Gerade dann, wenn ich ihn in meinem Leben, in meiner Nähe gebraucht hätte, war er nicht da – so klingt die uralte und immer aktuelle Theodizeefrage. Oder der Glaube an Gott sei nur eine phantastische Konstruktion des Menschen, wie es die gesamte Religionskritik des 19. und des ausgehenden 20. Jahrhunderts sieht. Oder Gott ist mir letztlich überhaupt egal, ich mache mir mein Leben selbst, individuell und eigenständig, ich brauche ihn nicht dabei. Und der anonyme Atheist von heute würde vielleicht sagen, diese Frage nach Gott stellt sich für ihn gar nicht, ich genüge mir selbst, ich muss mich verwirklichen und entfalten, ich bin für mein Leben und für das Gelingen und Misslingen dieses Lebensentwurfes allein mehr oder weniger verantwortlich. Und überhaupt: Wozu eigentlich mit Gott rechnen, mein Leben ist Fun und Unterhaltung, und sollte es keinen Spaß mehr machen, dann hat das alles auch keinen Sinn mehr.

 

Sie als Zuhörer haben das Recht, mich als Priester und Mönch zu fragen, ob ich diesem Gott in meinem Leben schon oft begegnet bin?

 

Eine Antwort auf diese Frage fällt mir nicht leicht, sie könnte zu schnell in das Banale abrutschen. Vielleicht müsste ich es umgekehrt sagen: Ich hoffe, dass er, dieser unaussprechliche und viel größere und doch so menschliche und greifbare Gott schon oft in mein Leben gekommen ist, dass er mir in die Quere gekommen ist. Vielleicht habe ich ihn nicht erkannt, nicht gewollt, vielleicht ihn verdrängt oder mich davon geschwindelt, aber er war da, nicht aufdringlich, sondern behutsam, so, wie Gott meist mit dem Menschen umgeht.

 

Wenn Gott sich dem Menschen zeigt, oder wie es die Heilige Schrift sagt, sich dem Menschen offenbart, dann tut er es nicht mit äußerem Zwang, sondern verhüllt, verborgen, um die Freiheit und Liebe auf Seiten des Menschen nicht zu ersticken. Liebe und Zwang sind unvereinbar. Ein unverhüllt sich offenbarender Gott würde den Menschen zur Anerkennung Gottes zwingen. Göttliche Offenbarung, Begegnung Gottes mit den Menschen ist aber eine Selbstmitteilung der Freiheit an die Freiheit. Wenn Gott dem Menschen begegnet, dann nimmt er sich zurück, er trägt die Züge des Menschen, er wird einer von uns in menschlicher Knechtsgestalt. Er, dieser Gott,  ist nicht der Abgehobene, der Unbegreifliche und Absolute, sondern der Gott auf meiner Augenhöhe. Mir, diesem Menschen in meiner Unvollendetheit, mit meinen Grenzen und Charakterzügen, mit meiner Sündhaftigkeit, kommt er entgegen.

[Erfasste Daten]
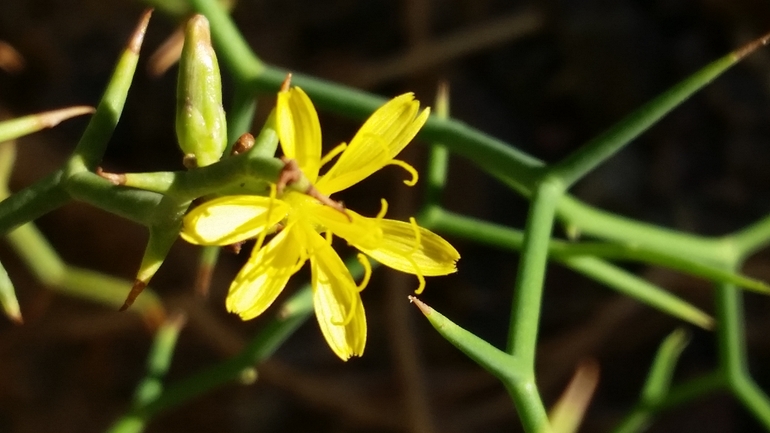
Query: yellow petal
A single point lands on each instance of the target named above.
(264, 276)
(231, 219)
(337, 302)
(400, 250)
(299, 130)
(378, 141)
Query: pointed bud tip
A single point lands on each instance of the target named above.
(49, 119)
(198, 28)
(135, 43)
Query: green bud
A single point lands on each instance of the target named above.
(201, 128)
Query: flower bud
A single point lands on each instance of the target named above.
(201, 128)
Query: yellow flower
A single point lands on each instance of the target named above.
(305, 226)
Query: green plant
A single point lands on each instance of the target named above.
(159, 201)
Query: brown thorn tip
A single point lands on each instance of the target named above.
(286, 83)
(751, 46)
(177, 319)
(136, 289)
(114, 178)
(135, 43)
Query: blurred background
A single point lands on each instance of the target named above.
(545, 76)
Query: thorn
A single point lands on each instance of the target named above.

[Ihre Aufgabe] Warum zeigt sich Gott laut dem Ausgangstext dem Menschen verhüllt und nicht mit äußerem Zwang?

[Lösung] Um die Freiheit und Liebe auf Seiten des Menschen nicht zu ersticken.